Exercise inputs:
--------------------------------

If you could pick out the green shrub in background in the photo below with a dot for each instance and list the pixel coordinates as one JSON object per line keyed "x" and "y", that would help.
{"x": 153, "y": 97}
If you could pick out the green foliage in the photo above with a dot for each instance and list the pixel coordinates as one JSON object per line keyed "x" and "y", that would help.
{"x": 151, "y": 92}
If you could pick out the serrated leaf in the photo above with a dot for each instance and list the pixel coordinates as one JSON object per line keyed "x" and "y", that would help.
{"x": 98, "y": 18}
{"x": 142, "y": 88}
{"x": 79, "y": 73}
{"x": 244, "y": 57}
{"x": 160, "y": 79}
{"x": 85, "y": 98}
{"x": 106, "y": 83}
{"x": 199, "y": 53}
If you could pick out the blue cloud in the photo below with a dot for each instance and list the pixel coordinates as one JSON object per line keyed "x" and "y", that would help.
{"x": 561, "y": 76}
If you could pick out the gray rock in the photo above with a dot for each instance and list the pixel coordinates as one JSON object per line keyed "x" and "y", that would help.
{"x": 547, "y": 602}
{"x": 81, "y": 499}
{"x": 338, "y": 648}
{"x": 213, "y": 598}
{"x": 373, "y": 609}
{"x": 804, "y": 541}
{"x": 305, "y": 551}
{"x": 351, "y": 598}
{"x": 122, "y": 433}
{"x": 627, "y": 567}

--------------------------------

What is expected: What is needed is an exact repetition of all the entries above.

Response to this exercise:
If you could pick out the green shrub in background in the photo below with a dot for each instance and list the pixel coordinates as one JSON object per line keyed "x" and "y", that would help.
{"x": 153, "y": 97}
If you could pick out the green foliage in the photo above with a dot for each instance and list the pixel coordinates as one JSON object per line keyed "x" and "y", that would help.
{"x": 151, "y": 92}
If you could pick out the serrated leaf in the photo above with a dot for each instance and list the pixel coordinates as one JSON object per line keyed "x" and "y", that would help.
{"x": 98, "y": 18}
{"x": 142, "y": 88}
{"x": 79, "y": 73}
{"x": 244, "y": 57}
{"x": 160, "y": 79}
{"x": 85, "y": 98}
{"x": 106, "y": 83}
{"x": 199, "y": 53}
If you could pick out the blue cloud in the photo below with a dot for each instance and list the pixel coordinates as one JSON object per line keyed "x" and "y", that would help.
{"x": 561, "y": 76}
If you could pick out the gray rock in the photo above with a dot for each instance and list the pixel coordinates as one JSON object per line keyed "x" and "y", that would help.
{"x": 547, "y": 602}
{"x": 81, "y": 499}
{"x": 338, "y": 648}
{"x": 213, "y": 598}
{"x": 373, "y": 609}
{"x": 804, "y": 541}
{"x": 305, "y": 551}
{"x": 351, "y": 598}
{"x": 122, "y": 433}
{"x": 627, "y": 567}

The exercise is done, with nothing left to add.